Looking to find out if someone had faced this issue and know how to adjust the limit on ZipSecureFile.setMinInflateRatio() in the Unstructured Stage to fix the "Zip bomb detected!" error
We have been using the Unstructured Stage to process regular MS Excel files for a while without issues but recently while processing bigger files we ran into below error.
UnStr_MinorSubs_Xls,0: org.apache.poi.POIXMLException: java.lang.reflect.InvocationTargetException
at org.apache.poi.POIXMLFactory.createDocumentPart(POIXMLFactory.java:65)
at org.apache.poi.POIXMLDocumentPart.read(POIXMLDocumentPart.java:601)
at org.apache.poi.POIXMLDocument.load(POIXMLDocument.java:174)
at org.apache.poi.xssf.usermodel.XSSFWorkbook.<init>(XSSFWorkbook.java:249)
at com.ibm.is.cc.unstructured.poi.SSFile.readFile(SSFile.java:146)
at com.ibm.is.cc.unstructured.api.ExcelFile.readFile(ExcelFile.java:143)
at com.ibm.is.cc.unstructured.api.ExcelFile.readFile(ExcelFile.java:127)
at com.ibm.is.cc.unstructured.runtime.impl.excel.read.ExcelFileHandler.initWorkbook(ExcelFileHandler.java:183)
at com.ibm.is.cc.unstructured.runtime.impl.excel.read.ExcelFileHandler.nextFile(ExcelFileHandler.java:245)
at com.ibm.is.cc.unstructured.runtime.impl.excel.read.ExcelProcessorRep.process(ExcelProcessorRep.java:100)
at com.ibm.is.cc.unstructured.UnstructuredProcessor.process(UnstructuredProcessor.java:167)
at com.ibm.is.cc.javastage.connector.CC_JavaAdapter.run(CC_JavaAdapter.java:443)
Caused by: java.lang.reflect.InvocationTargetException
at sun.reflect.NativeConstructorAccessorImpl.newInstance0(Native Method)
at sun.reflect.NativeConstructorAccessorImpl.newInstance(NativeConstructorAccessorImpl.java:86)
at sun.reflect.DelegatingConstructorAccessorImpl.newInstance(DelegatingConstructorAccessorImpl.java:58)
at java.lang.reflect.Constructor.newInstance(Constructor.java:542)
at org.apache.poi.xssf.usermodel.XSSFFactory.createDocumentPart(XSSFFactory.java:56)
at org.apache.poi.POIXMLFactory.createDocumentPart(POIXMLFactory.java:62)
... 11 more
Caused by: java.io.IOException: Zip bomb detected! The file would exceed the max. ratio of compressed file size to the size of the expanded data. This may indicate that the file is used to inflate memory usage and thus could pose a security risk. You can adjust this limit via ZipSecureFile.setMinInflateRatio() if you need to work with files which exceed this limit. Counter: 821896, cis.counter: 8192, ratio: 0.009967197796314862Limits: MIN_INFLATE_RATIO: 0.01
at org.apache.poi.openxml4j.util.ZipSecureFile$ThresholdInputStream.advance(ZipSecureFile.java:258) ....

[Raw data]:

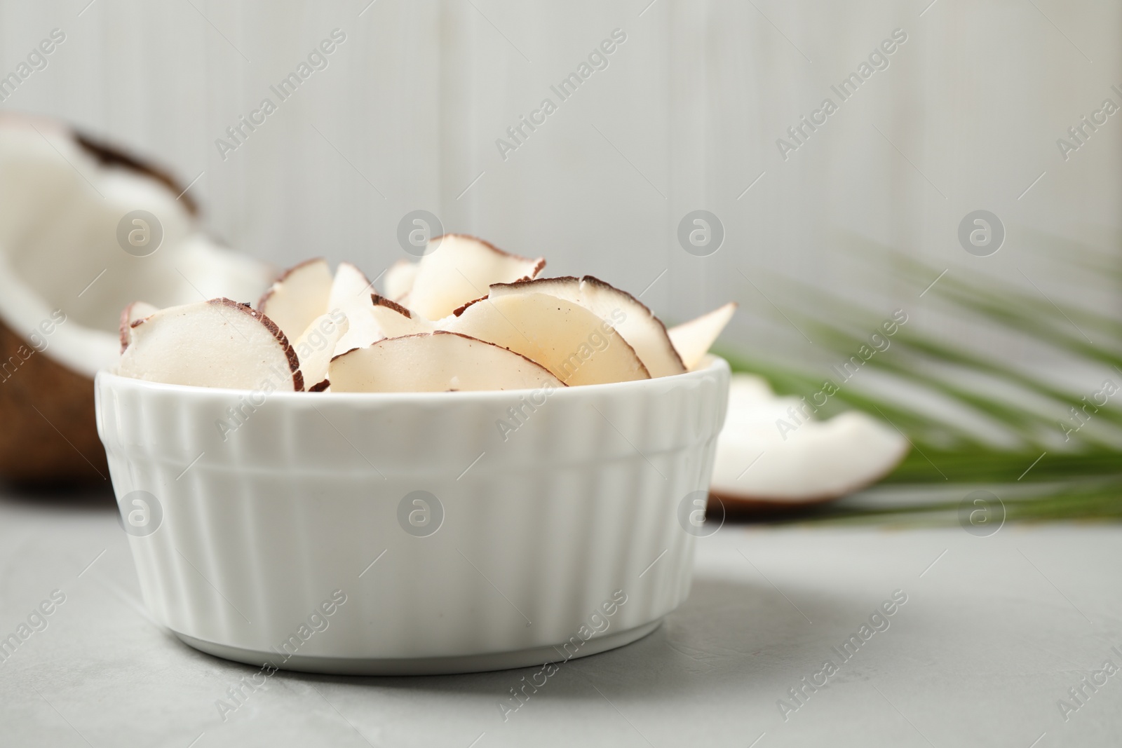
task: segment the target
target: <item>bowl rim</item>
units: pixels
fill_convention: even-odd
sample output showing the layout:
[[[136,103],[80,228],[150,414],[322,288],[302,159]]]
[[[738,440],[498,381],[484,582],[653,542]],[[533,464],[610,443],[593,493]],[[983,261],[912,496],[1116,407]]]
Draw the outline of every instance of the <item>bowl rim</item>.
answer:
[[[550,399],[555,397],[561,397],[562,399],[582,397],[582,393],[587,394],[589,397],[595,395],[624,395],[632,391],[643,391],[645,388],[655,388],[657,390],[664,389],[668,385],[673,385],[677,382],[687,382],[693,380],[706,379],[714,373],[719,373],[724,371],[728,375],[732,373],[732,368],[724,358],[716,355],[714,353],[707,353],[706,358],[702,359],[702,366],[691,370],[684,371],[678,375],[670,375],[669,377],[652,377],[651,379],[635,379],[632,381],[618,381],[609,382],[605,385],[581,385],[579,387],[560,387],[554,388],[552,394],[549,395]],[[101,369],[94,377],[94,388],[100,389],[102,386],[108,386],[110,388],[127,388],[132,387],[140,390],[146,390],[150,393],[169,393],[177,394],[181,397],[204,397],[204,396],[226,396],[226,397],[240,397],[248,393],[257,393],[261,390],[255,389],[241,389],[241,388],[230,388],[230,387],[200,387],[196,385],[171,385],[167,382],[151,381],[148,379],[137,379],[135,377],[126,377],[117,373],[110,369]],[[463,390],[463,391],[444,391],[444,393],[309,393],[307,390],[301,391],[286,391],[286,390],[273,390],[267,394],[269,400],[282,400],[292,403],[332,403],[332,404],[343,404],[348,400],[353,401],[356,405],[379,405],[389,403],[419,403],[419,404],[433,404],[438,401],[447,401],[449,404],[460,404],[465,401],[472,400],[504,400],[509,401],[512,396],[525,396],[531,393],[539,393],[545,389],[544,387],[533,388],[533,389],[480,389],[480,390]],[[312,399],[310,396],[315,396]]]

[Brief A]:
Answer these questions from the forum post about the zip bomb error, one answer per line:
(i) What kind of files had the poster been processing with the Unstructured Stage without issues?
(ii) What value does the error message give for MIN_INFLATE_RATIO?
(iii) Which method does the error message say can be used to adjust this limit?
[Brief B]:
Using the forum post about the zip bomb error, explain in one to three sentences why the file was treated as a possible security risk.
[Brief C]:
Continue the forum post about the zip bomb error from the point where it stops.

[Reply A]:
(i) Regular MS Excel files.
(ii) 0.01.
(iii) ZipSecureFile.setMinInflateRatio().

[Reply B]:
The file would exceed the maximum allowed ratio of compressed file size to expanded data size: its ratio was 0.009967197796314862, below the minimum of 0.01. The error message says this may mean the file is used to inflate memory usage, so it could pose a security risk.

[Reply C]:
The error state that the limit could be set as follows : ZipSecureFile.setMinInflateRatio(0); but not where to do it. I've tried the custom properties on the stage to make the adjustment, and check all environment variables relate to the stage, and various possibilities like renaming the file to be regular zip files ( Excel files are zip files under the hood) and I've run out of ideas. Any help would be greatly appreciated.
Thanks in advance!
Julio Rodriguez
ETL Developer by choice
"Sure we have lots of reasons for being rude - But no excuses
Were you there? probably the video is all over the internet now. I did pull the trigger and called them up, also the fire dept and they checked all my drawers, garbage can and the hidden places and they couldn't find the bomb...What did find was the bottle of clear liquid that we add to the coffee only on Friday's, so now they know why people come to my desk so frequently
I work for a Global financial institution you could imagine what was the drill around here...specially that it sound like a treat!
Julio Rodriguez
ETL Developer by choice
"Sure we have lots of reasons for being rude - But no excuses
It turned out to be a mix of numeric and alphabetic values in a column that was expecting only numerics values. There were also non-printable characters.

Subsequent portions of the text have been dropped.